- _EXTRACTED INFORMATION_:
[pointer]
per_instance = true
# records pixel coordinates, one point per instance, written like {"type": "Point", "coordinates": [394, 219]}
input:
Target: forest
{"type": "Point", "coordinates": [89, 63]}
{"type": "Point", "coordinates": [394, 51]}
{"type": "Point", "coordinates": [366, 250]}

- _DESCRIPTION OF THE TASK_:
Reproduce the data above, swapping "forest" for "woodland" and leaving every other character unchanged.

- _EXPECTED OUTPUT_:
[pointer]
per_instance = true
# records pixel coordinates, one point per instance, written like {"type": "Point", "coordinates": [394, 219]}
input:
Target: woodland
{"type": "Point", "coordinates": [89, 63]}
{"type": "Point", "coordinates": [394, 51]}
{"type": "Point", "coordinates": [366, 250]}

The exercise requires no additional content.